### To be done
Which lines of the material below contain the string "cloud"? Extract each of them in full.

Rows of box annotation data:
------------------------------------------------------------
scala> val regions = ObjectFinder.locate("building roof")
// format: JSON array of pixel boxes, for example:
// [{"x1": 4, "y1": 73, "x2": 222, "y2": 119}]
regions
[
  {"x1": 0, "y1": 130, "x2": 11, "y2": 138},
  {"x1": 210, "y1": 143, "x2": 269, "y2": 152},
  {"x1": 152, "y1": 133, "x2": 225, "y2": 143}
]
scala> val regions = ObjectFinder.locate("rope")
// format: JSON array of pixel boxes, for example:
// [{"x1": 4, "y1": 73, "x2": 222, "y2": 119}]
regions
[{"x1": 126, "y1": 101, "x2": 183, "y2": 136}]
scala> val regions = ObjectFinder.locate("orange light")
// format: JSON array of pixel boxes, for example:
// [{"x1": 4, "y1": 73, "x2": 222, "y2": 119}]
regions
------------------------------------------------------------
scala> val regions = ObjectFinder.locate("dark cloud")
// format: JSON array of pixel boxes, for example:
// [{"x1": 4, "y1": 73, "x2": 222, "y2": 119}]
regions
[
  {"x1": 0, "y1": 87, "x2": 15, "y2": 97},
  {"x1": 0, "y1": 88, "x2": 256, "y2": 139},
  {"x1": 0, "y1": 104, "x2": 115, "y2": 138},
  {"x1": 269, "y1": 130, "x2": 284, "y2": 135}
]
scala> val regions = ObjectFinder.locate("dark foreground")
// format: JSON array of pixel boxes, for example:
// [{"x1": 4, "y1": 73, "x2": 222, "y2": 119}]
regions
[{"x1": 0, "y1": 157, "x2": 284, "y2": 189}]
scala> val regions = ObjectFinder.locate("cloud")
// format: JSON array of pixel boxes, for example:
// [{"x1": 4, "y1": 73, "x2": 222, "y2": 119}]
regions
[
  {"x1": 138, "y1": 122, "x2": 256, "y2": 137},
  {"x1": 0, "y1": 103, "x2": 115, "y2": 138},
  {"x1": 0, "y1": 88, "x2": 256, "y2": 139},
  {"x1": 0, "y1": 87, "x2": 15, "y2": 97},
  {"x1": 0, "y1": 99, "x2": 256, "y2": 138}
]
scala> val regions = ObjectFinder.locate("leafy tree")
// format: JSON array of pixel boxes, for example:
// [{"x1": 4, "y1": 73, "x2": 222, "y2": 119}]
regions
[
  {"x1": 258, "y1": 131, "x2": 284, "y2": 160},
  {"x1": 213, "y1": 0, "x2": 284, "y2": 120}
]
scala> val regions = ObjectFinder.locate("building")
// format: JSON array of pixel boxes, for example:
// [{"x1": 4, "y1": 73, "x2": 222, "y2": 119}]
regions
------------------------------------------------------------
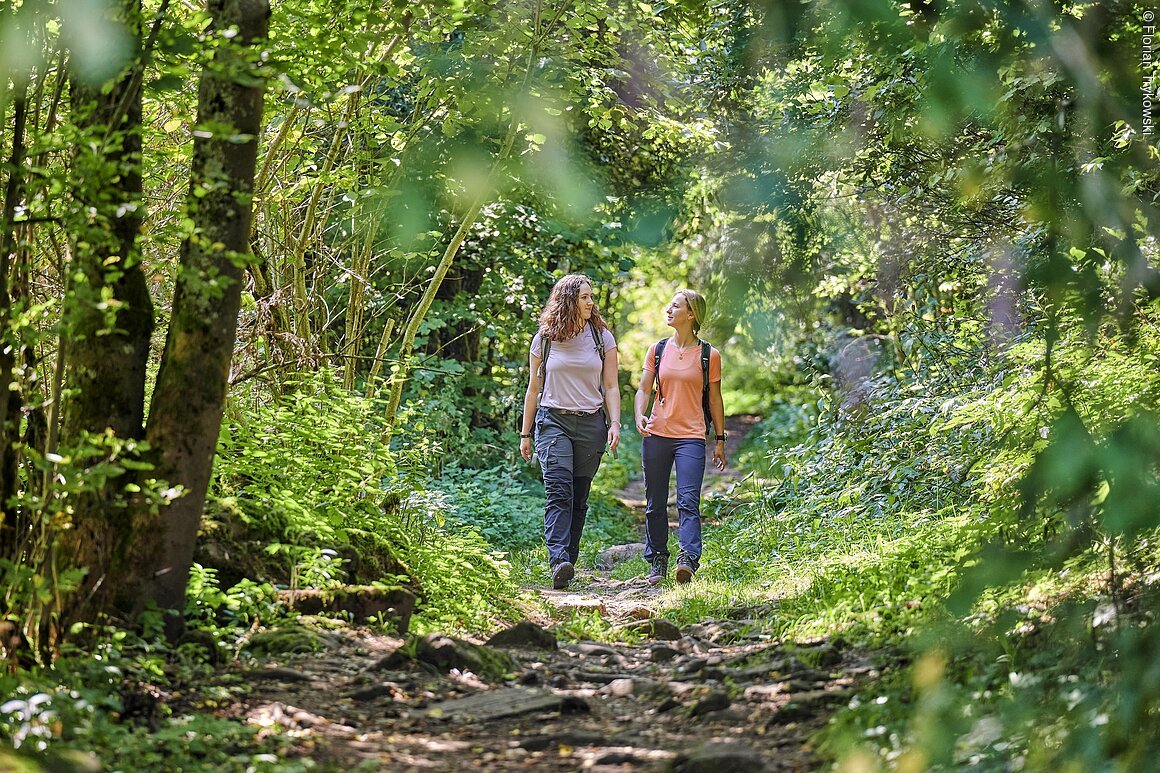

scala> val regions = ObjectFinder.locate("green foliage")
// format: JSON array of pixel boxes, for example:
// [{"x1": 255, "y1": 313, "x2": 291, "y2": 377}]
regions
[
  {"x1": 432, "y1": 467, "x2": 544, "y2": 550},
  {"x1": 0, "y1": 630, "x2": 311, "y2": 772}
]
------------------------------------------------------------
### The completed task
scala> val regions = ObjectFinder.locate("dark cloud")
scala> val regions = ObjectFinder.locate("cloud")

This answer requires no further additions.